EXTRACT ->
News - The Emerging Evidence - "Droplet" And "Airborne" Transmission
As the battle against the pandemic rages on, the World Health Organisation (WHO) have acknowledged that there is now evidence emerging that the Coronavirus may spread through airborne transmission, not just droplet.
Initially, the WHO said transmission was via droplet transmission, when a person coughs or sneezes, however over 200 scientists have now signed an open letter accusing the WHO of underestimating the possibility of airborne transmission. The change in transmission method may change the course of future guidelines and preventative measures.
Professor Benjamin Cowling of Hong Kong University - told the BBC the finding had "important implications".
"In healthcare settings, if aerosol transmission poses a risk then we understand healthcare workers should really be wearing the best possible preventive equipment... and actually the World Health Organization said that one of the reasons they were not keen to talk about aerosol transmission of Covid-19 is because there's not a sufficient number of these kind of specialised masks for many parts of the world," he said.

REQUIRED TASKS ->
**A.** In the news item on airborne transmission, how many scientists signed the open letter accusing the WHO of underestimating airborne spread?
**B.** Carry the news item on airborne transmission forward, starting right after its last sentence.
The material after this point has no connection to the news item on airborne transmission.

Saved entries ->
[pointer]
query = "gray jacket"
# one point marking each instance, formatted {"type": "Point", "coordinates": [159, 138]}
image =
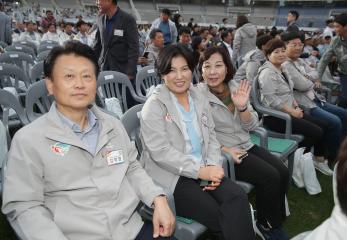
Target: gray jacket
{"type": "Point", "coordinates": [249, 68]}
{"type": "Point", "coordinates": [244, 41]}
{"type": "Point", "coordinates": [64, 192]}
{"type": "Point", "coordinates": [5, 28]}
{"type": "Point", "coordinates": [230, 131]}
{"type": "Point", "coordinates": [163, 153]}
{"type": "Point", "coordinates": [303, 78]}
{"type": "Point", "coordinates": [338, 48]}
{"type": "Point", "coordinates": [153, 53]}
{"type": "Point", "coordinates": [275, 91]}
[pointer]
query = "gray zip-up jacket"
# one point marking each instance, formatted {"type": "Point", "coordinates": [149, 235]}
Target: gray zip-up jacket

ACTIVITY ANSWERS ->
**A.** Over 200 scientists signed it.

**B.**
"And in the community, if we're thinking about aerosol transmission being a particular risk, then we need to think about how to prevent larger super spreading events, larger outbreaks and those occur in indoor environments with poor ventilation, with crowding and with prolonged close contact."
Airborne transmission is transmission via much smaller particles that can stay in the air for hours after being released when a person speaks or breathes out, allowing them to travel further and spreading infection over a wider area. Droplet transmission is when a cough or a sneeze spreads the infection through saliva and mucus expulsion.